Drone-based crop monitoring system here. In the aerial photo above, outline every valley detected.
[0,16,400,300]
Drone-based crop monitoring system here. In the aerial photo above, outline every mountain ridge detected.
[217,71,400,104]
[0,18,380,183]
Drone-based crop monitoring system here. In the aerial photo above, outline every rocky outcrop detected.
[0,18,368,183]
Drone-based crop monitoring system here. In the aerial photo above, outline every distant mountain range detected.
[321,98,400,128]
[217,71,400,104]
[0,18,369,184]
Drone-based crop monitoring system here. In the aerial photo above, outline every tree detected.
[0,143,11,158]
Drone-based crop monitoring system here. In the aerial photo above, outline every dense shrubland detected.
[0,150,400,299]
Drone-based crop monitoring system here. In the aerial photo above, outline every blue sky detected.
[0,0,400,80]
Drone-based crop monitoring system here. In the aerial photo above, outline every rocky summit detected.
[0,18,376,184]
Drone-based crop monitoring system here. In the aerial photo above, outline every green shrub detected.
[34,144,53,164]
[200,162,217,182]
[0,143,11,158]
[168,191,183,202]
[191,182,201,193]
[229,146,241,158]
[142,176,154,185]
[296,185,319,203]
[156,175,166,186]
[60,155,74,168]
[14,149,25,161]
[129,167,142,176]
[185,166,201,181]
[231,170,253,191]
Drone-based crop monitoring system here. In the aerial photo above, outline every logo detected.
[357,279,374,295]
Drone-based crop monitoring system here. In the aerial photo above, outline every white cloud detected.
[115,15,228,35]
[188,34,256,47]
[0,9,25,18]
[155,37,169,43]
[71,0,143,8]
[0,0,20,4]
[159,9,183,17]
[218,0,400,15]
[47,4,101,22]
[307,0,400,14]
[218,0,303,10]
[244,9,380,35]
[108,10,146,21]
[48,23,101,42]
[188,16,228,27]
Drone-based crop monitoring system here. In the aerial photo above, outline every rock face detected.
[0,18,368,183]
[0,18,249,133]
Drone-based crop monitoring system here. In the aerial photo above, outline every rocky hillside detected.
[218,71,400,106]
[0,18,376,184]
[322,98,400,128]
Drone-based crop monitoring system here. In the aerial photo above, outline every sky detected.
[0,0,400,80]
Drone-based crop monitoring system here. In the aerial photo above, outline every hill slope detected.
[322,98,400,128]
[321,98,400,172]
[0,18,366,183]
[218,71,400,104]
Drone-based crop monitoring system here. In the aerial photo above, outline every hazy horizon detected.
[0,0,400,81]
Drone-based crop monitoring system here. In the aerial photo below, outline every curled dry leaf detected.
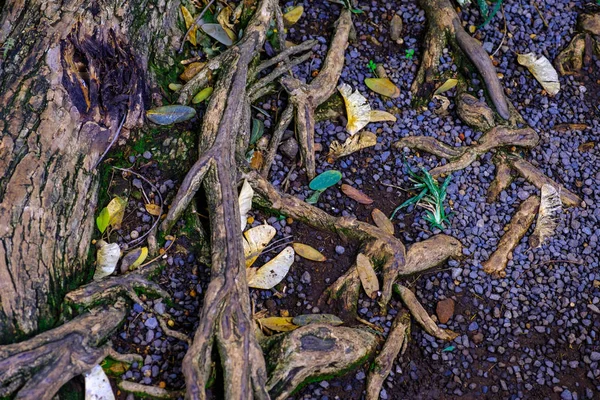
[292,243,327,262]
[371,208,394,236]
[356,253,379,299]
[365,78,400,99]
[517,53,560,96]
[94,240,121,281]
[327,131,377,164]
[342,183,373,205]
[283,6,304,26]
[242,224,277,267]
[257,317,298,332]
[146,203,160,217]
[83,365,115,400]
[338,83,371,135]
[238,179,253,230]
[292,314,344,326]
[181,6,198,46]
[246,246,295,290]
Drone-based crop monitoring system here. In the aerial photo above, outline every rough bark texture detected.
[0,0,178,343]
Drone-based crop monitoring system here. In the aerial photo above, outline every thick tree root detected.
[367,312,410,400]
[482,196,540,278]
[281,8,352,179]
[0,304,126,400]
[394,284,458,341]
[411,0,510,119]
[394,126,540,176]
[267,324,377,400]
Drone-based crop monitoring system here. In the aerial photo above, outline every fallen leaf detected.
[308,170,342,191]
[365,78,400,99]
[341,183,373,205]
[283,6,304,26]
[96,207,110,233]
[93,240,121,281]
[246,246,294,290]
[369,110,396,122]
[106,196,127,229]
[238,179,254,231]
[356,253,379,299]
[371,208,394,236]
[292,242,327,262]
[179,62,206,82]
[146,104,196,125]
[201,24,233,46]
[257,317,298,332]
[181,6,198,46]
[292,314,344,326]
[517,53,560,96]
[433,78,458,94]
[192,87,213,104]
[338,83,371,135]
[83,365,115,400]
[327,131,377,164]
[146,203,160,217]
[242,224,277,267]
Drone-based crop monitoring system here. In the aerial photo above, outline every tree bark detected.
[0,0,180,344]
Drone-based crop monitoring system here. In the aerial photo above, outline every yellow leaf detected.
[246,246,295,290]
[338,83,371,135]
[292,243,327,262]
[365,78,400,99]
[106,196,127,229]
[356,253,379,299]
[433,78,458,94]
[369,110,396,122]
[283,6,304,26]
[258,317,298,332]
[181,6,198,46]
[327,131,377,163]
[146,203,160,217]
[242,224,277,267]
[371,208,394,235]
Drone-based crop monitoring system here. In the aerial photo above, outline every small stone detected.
[435,299,454,324]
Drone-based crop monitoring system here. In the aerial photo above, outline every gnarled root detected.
[394,284,458,341]
[367,312,410,400]
[0,305,126,400]
[394,126,540,176]
[482,196,540,278]
[411,0,510,119]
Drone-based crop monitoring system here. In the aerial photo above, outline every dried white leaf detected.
[529,184,562,248]
[246,246,295,290]
[517,53,560,96]
[83,365,115,400]
[238,179,254,231]
[94,240,121,281]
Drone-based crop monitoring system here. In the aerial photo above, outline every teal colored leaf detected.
[146,104,196,125]
[308,170,342,191]
[96,207,110,233]
[250,118,265,145]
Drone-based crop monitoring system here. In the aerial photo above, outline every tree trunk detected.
[0,0,181,344]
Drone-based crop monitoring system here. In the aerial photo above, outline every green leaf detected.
[146,104,196,125]
[305,190,323,204]
[308,170,342,191]
[96,207,110,233]
[250,118,265,145]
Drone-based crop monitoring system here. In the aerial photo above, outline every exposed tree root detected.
[281,9,352,179]
[482,196,540,278]
[411,0,510,119]
[367,312,410,400]
[0,305,126,400]
[394,126,540,176]
[394,284,458,340]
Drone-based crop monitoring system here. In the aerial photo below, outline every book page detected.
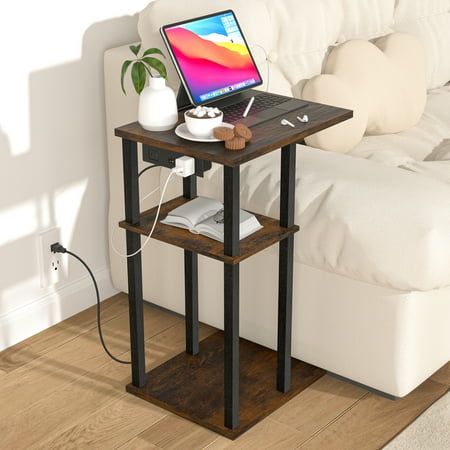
[196,209,262,242]
[162,197,222,229]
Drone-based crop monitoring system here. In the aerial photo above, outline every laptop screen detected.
[162,10,262,105]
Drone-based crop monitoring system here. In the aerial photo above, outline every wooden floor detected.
[0,294,450,450]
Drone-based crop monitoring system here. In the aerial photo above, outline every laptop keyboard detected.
[221,94,286,123]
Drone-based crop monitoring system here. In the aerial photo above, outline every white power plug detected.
[174,156,195,178]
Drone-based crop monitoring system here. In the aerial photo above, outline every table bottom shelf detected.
[126,331,325,439]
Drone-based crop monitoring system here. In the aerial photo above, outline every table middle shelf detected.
[119,196,299,264]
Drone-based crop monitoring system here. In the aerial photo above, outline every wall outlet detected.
[38,228,68,287]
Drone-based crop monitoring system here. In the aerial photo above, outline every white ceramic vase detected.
[138,77,178,131]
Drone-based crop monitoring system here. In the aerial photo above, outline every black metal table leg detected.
[224,166,240,429]
[122,139,146,387]
[277,144,296,392]
[183,175,199,355]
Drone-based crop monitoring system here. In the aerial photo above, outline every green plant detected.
[120,44,167,95]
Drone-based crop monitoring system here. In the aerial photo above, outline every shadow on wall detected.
[0,15,138,348]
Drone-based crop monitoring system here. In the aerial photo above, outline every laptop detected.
[160,10,306,126]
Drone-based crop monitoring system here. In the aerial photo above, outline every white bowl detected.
[184,111,223,138]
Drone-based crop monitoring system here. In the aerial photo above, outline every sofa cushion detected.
[350,86,450,178]
[302,33,426,152]
[266,0,343,87]
[339,0,395,42]
[394,0,450,89]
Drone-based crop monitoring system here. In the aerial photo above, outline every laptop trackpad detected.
[275,98,308,111]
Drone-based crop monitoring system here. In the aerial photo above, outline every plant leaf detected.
[131,61,147,95]
[142,56,167,79]
[142,47,165,58]
[120,60,133,95]
[130,44,141,56]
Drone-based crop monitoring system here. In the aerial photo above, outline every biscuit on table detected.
[234,123,253,142]
[213,127,234,141]
[225,136,245,150]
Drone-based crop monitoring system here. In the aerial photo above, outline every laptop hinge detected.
[177,83,192,111]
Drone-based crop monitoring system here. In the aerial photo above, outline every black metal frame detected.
[183,175,199,355]
[122,139,146,387]
[223,167,240,428]
[277,144,296,392]
[122,139,296,429]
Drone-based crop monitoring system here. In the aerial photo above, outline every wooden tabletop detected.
[115,102,353,167]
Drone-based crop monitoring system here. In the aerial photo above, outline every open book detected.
[161,197,262,242]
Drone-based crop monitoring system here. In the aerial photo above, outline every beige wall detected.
[0,0,148,350]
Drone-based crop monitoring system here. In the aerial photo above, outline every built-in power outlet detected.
[38,228,68,287]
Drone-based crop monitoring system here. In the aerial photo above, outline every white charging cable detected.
[111,168,179,258]
[250,43,270,92]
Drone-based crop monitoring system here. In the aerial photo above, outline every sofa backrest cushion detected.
[394,0,450,89]
[302,33,426,152]
[339,0,395,42]
[138,0,450,96]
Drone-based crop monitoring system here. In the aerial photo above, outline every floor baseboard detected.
[0,268,119,351]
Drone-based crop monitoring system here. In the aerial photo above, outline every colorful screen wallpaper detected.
[165,12,261,103]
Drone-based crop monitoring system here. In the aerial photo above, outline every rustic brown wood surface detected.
[119,197,299,264]
[115,102,353,166]
[127,331,325,439]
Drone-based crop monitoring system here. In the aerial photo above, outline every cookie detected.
[225,136,245,150]
[234,123,253,142]
[213,127,234,141]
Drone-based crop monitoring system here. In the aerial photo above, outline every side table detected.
[115,99,353,439]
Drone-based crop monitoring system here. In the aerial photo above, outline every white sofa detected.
[105,0,450,397]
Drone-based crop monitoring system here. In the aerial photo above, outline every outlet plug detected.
[38,228,68,287]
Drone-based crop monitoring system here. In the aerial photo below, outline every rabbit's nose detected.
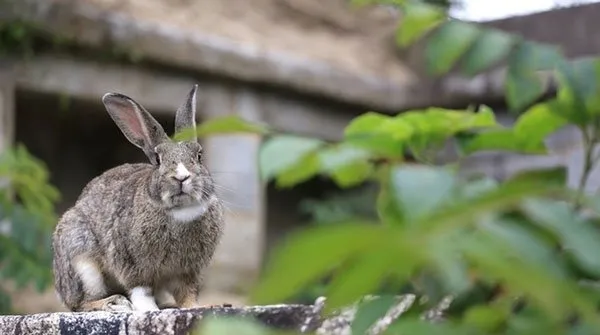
[171,175,190,183]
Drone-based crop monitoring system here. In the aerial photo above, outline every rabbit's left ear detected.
[175,84,198,141]
[102,93,169,164]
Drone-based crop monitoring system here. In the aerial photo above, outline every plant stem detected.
[574,127,598,210]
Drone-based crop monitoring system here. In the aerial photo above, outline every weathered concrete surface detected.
[0,305,320,335]
[0,294,452,335]
[7,0,600,110]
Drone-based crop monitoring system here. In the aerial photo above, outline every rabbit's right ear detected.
[102,93,169,164]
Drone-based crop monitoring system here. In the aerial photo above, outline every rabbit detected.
[52,85,224,312]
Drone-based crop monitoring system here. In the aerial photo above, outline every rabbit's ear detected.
[102,93,169,164]
[175,84,198,139]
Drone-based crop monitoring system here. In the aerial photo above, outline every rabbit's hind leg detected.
[73,255,133,312]
[154,288,177,309]
[129,286,159,311]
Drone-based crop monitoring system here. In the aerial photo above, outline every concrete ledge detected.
[0,294,452,335]
[0,305,319,335]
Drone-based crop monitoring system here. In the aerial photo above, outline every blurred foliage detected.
[0,145,59,314]
[190,0,600,334]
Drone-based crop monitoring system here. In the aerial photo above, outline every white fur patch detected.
[171,203,208,222]
[129,286,158,312]
[169,195,218,223]
[73,258,106,297]
[175,163,190,180]
[155,289,177,306]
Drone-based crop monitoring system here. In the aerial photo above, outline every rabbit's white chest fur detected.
[169,195,217,223]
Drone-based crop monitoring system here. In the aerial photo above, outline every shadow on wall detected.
[16,92,173,213]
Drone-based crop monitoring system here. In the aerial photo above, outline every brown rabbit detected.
[52,85,224,311]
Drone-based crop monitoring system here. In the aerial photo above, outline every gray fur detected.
[53,87,224,311]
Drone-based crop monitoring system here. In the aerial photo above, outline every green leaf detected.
[463,306,508,334]
[425,20,481,75]
[350,295,397,334]
[319,143,371,173]
[275,152,320,188]
[377,182,406,226]
[522,199,600,275]
[509,40,564,73]
[556,59,600,125]
[456,129,546,155]
[508,166,567,187]
[513,102,568,146]
[506,72,544,110]
[506,41,563,110]
[319,143,373,188]
[462,29,515,75]
[396,3,446,47]
[344,112,412,157]
[331,161,373,188]
[327,249,400,311]
[192,315,272,335]
[259,135,323,180]
[251,223,388,304]
[173,115,269,141]
[391,165,457,222]
[419,178,564,234]
[460,177,498,199]
[479,218,566,278]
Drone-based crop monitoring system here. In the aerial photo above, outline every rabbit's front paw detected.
[104,294,134,312]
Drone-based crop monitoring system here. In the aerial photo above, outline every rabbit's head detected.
[102,85,214,209]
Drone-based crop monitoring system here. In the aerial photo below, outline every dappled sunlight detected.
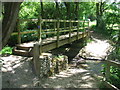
[1,55,38,88]
[80,35,112,59]
[39,68,97,88]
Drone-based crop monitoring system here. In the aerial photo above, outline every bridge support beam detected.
[33,43,40,76]
[57,19,60,47]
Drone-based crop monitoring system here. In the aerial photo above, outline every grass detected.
[0,46,13,55]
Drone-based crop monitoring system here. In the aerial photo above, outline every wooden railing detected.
[12,18,89,44]
[104,60,120,90]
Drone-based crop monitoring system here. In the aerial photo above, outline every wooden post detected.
[64,21,66,34]
[83,20,85,32]
[105,61,110,80]
[54,22,56,35]
[69,20,72,43]
[57,19,60,47]
[33,43,40,76]
[77,20,79,40]
[17,20,21,44]
[38,17,42,54]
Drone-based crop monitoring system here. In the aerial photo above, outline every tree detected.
[96,1,105,31]
[2,2,21,47]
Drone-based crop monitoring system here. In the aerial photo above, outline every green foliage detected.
[101,64,120,88]
[19,2,40,18]
[0,46,13,54]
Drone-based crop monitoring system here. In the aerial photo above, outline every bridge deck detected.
[13,32,88,56]
[17,32,87,48]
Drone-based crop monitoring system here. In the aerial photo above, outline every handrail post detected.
[83,20,85,32]
[64,21,66,34]
[33,43,40,76]
[105,61,110,80]
[54,22,56,35]
[17,19,21,44]
[38,17,42,54]
[69,20,72,43]
[57,19,60,47]
[77,20,79,40]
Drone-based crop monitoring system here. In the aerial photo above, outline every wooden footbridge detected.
[12,19,89,56]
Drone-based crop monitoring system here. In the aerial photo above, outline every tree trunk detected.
[2,2,21,48]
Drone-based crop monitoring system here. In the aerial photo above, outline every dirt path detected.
[2,55,98,88]
[1,32,110,88]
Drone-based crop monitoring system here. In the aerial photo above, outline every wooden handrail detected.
[18,18,89,23]
[105,60,120,89]
[11,18,89,44]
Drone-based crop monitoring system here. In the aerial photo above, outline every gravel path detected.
[0,32,110,88]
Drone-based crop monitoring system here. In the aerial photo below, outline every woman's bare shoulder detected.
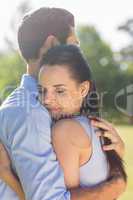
[52,119,90,148]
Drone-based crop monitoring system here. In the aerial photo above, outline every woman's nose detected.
[42,92,55,105]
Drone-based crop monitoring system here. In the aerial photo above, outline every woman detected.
[0,45,126,199]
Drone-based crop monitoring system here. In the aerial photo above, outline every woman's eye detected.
[56,90,65,94]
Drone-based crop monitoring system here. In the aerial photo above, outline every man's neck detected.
[26,61,40,79]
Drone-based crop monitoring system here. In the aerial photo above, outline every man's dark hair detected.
[18,7,74,61]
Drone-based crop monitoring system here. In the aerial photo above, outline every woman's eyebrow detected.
[53,84,65,87]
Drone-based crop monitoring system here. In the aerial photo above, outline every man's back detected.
[0,75,70,200]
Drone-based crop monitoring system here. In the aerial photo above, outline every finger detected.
[91,120,113,131]
[90,117,114,129]
[102,131,118,143]
[103,143,117,151]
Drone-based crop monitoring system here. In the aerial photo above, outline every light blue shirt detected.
[0,75,70,200]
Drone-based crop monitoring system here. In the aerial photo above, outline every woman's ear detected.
[80,81,91,98]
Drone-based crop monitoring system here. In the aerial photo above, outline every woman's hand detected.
[90,117,125,158]
[0,143,25,200]
[0,143,11,171]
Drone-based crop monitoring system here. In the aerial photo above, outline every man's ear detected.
[80,81,91,98]
[40,35,59,57]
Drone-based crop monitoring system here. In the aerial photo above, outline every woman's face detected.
[39,65,89,118]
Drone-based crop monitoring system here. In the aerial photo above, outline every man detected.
[0,8,125,200]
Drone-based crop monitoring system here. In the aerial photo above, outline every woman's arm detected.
[90,117,125,158]
[52,119,89,188]
[52,120,126,200]
[0,143,25,200]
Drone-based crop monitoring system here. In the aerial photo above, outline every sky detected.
[0,0,133,51]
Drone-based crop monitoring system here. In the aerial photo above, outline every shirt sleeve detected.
[1,107,70,200]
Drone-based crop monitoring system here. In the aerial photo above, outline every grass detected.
[117,125,133,200]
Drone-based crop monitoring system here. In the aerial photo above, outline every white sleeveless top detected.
[74,116,109,187]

------------------------------------------------

Da fare =
Individua nelle voci qui sopra ogni riga che contiene la parola "shelf" e copiala. Le maiuscole e le minuscole contano.

Risposta completa =
Drone-based crop monitoring system here. In the aerial photo above, outline every table bottom shelf detected.
Drone-based crop monitoring system here. In the aerial photo above, outline every table middle shelf detected.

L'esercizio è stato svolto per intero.